(Stored data)
[START]

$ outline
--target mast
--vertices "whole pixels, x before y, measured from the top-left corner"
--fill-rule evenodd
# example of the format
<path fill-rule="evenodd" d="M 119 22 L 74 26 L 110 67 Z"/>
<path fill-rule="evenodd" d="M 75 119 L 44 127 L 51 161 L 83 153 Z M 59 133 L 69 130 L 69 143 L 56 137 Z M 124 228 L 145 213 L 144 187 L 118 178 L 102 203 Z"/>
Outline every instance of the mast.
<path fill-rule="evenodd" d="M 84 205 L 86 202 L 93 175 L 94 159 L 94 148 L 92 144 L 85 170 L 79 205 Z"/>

[END]

(STATED EXERCISE) Render the entries above as a two-column CSV with the headers "prompt" and "reply" and one row per entry. Put each entry's text and its answer in its own quoted field, with line breaks replaced by spaces.

(RESULT OF THIS EXERCISE)
prompt,reply
"$ outline --target mast --vertices ""whole pixels, x before y, measured from the top-left corner"" --fill-rule evenodd # example of the format <path fill-rule=""evenodd"" d=""M 119 22 L 74 26 L 110 67 Z""/> <path fill-rule=""evenodd"" d=""M 75 119 L 44 127 L 51 161 L 83 153 Z M 59 133 L 69 130 L 69 143 L 56 137 Z M 124 228 L 145 213 L 144 187 L 118 178 L 102 203 Z""/> Outline every instance of the mast.","<path fill-rule=""evenodd"" d=""M 84 205 L 86 202 L 93 175 L 94 159 L 94 148 L 92 144 L 85 170 L 79 205 Z""/>"